START Exercise data

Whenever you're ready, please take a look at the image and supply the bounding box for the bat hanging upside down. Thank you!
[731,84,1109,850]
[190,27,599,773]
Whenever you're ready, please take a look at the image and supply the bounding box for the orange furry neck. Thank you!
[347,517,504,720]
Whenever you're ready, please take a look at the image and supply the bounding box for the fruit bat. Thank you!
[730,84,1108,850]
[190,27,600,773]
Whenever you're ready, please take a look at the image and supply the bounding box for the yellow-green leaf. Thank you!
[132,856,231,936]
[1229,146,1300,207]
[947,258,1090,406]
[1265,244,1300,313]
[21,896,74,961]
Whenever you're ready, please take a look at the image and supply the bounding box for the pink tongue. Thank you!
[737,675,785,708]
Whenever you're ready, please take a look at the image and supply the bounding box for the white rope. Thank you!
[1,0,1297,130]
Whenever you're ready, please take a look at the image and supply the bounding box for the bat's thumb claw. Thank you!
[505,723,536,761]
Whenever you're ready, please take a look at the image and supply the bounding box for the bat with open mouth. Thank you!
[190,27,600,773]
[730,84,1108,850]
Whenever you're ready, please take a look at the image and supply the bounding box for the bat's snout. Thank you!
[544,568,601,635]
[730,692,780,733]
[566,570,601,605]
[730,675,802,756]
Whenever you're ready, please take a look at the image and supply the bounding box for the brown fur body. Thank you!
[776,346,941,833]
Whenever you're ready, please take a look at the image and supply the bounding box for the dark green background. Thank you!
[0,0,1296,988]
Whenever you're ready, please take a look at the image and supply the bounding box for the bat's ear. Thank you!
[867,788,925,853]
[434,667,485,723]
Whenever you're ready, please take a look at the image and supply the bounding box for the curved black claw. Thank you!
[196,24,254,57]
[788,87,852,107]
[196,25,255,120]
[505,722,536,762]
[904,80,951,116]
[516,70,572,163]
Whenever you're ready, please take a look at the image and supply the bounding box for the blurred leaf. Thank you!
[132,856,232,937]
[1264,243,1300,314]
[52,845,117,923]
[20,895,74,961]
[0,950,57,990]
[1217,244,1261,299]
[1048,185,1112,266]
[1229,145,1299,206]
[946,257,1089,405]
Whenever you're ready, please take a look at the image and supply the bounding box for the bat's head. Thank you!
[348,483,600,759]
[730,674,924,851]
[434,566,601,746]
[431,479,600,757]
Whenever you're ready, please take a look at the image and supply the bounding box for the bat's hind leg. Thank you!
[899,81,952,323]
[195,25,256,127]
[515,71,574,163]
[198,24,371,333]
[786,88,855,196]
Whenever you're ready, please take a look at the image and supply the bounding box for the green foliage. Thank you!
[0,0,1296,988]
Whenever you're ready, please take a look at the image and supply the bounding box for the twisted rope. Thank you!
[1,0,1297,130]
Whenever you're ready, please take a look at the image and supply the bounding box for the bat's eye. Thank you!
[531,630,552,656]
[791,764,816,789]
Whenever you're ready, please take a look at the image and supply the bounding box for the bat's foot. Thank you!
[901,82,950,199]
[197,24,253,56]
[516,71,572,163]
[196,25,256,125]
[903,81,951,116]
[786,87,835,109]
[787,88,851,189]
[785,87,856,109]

END Exercise data

● How to complete this task: Retype the data in full, precisely as given.

● The completed task:
Whenever you're ready, please take a look at the image and supply the bounding box for the bat hanging upside down. Thank you!
[731,84,1109,850]
[190,27,599,773]
Whenever you're ready, please take a look at the image and supply the bounding box for the orange furry neck. Thank you!
[347,517,504,720]
Whenever you're ready, please take a look at the image and supply the bounding box for the fruit bat. Thank you!
[730,84,1108,850]
[190,27,600,773]
Whenever you're ready, please take a look at the image and supply the bounding box for the yellow-green leaf. Thank you!
[132,856,231,936]
[1229,146,1300,207]
[947,258,1090,406]
[1265,244,1300,313]
[21,896,74,961]
Whenever you're ready, please take a look at the image and supply the bounding box for the pink tongue. Thank you!
[737,675,785,708]
Whenever you're ready, please take a look at the image and supply the bounding box for the white rope. Thank you!
[1,0,1297,130]
Whenever you're ready, please take a look at the image and supply the bounding box for the bat's thumb claw. Thank you!
[505,723,536,761]
Whenever you're ready, please take a look at the image and supply the bounding box for the bat with open mouth. Thank you!
[190,27,600,773]
[730,84,1108,850]
Whenever you're ready, please take a look at the image and supply the bounding box for the bat's snout. Thank you!
[544,568,601,635]
[730,692,780,733]
[566,570,601,605]
[730,675,802,756]
Whenever you're ready, please take a look at the image and supply the bounding box for the brown fur body. Thank you!
[776,346,941,833]
Whenever you're ready, please take a look at the image and supply the bounding box for the dark green background. Thank you!
[0,0,1296,988]
Whenever you're ready, please take a look at the image and supply the bounding box for the bat's ear. Thank you!
[867,788,925,853]
[434,667,485,723]
Whenever you're ready, please take a look at the image and supply the bounding box for the curved black claw. Thank you!
[196,24,254,57]
[788,87,852,107]
[196,25,255,120]
[505,722,536,762]
[904,80,951,116]
[516,70,572,163]
Whenever you're ready, please take a look at the image and supply the bounding box for the blurred leaf. Thank you!
[132,856,232,937]
[1264,243,1300,314]
[52,845,117,923]
[20,895,74,961]
[0,950,57,990]
[1217,244,1261,299]
[1048,185,1112,266]
[1229,145,1299,206]
[946,257,1089,405]
Whenever you're ready, please take a look at the image and supply the bounding box for the bat's head. Thank you!
[348,483,600,759]
[730,674,924,851]
[434,566,601,746]
[431,479,600,757]
Whenever you're ready, please take a look at the image and supply the bounding box for the bat's hind leg. Thank you!
[899,81,952,323]
[195,25,256,127]
[515,71,574,163]
[198,24,371,333]
[786,88,855,196]
Whenever you're ready, please take a look at the image and supply the bounding box for the green foliage. Thank you!
[0,0,1296,988]
Whenever you're ready, please take a look at the image and supply the bounding box for the twisted rope. Thank you!
[1,0,1297,130]
Whenever you're ready, please take a look at the image and supply the bounding box for the bat's eye. Thank you!
[531,630,552,656]
[791,764,816,789]
Whenever you're ready, please take a look at the image and supply the bounding box for the bat's foot. Thank you!
[901,82,950,199]
[197,24,253,56]
[516,71,572,163]
[196,25,256,125]
[903,81,951,116]
[786,87,835,109]
[787,88,851,189]
[785,87,856,109]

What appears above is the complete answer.